THE EXERCISE
Please render the following items as a two-column CSV with the headers input and output, one row per item. Put each item's text and its answer in their own quoted fields, replacing line breaks with spaces.

ENTRIES
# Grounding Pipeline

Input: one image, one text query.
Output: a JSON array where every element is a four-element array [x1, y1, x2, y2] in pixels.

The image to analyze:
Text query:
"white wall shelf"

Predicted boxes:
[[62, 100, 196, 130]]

TASK OUTPUT
input,output
"# Grounding Pipeline Input: one image, one text query. Output: a JSON array where every element is a four-element array [x1, y1, x2, y2] in pixels. The image to analyze: Text query: ""white wall shelf"" Predicted boxes:","[[62, 100, 196, 130]]"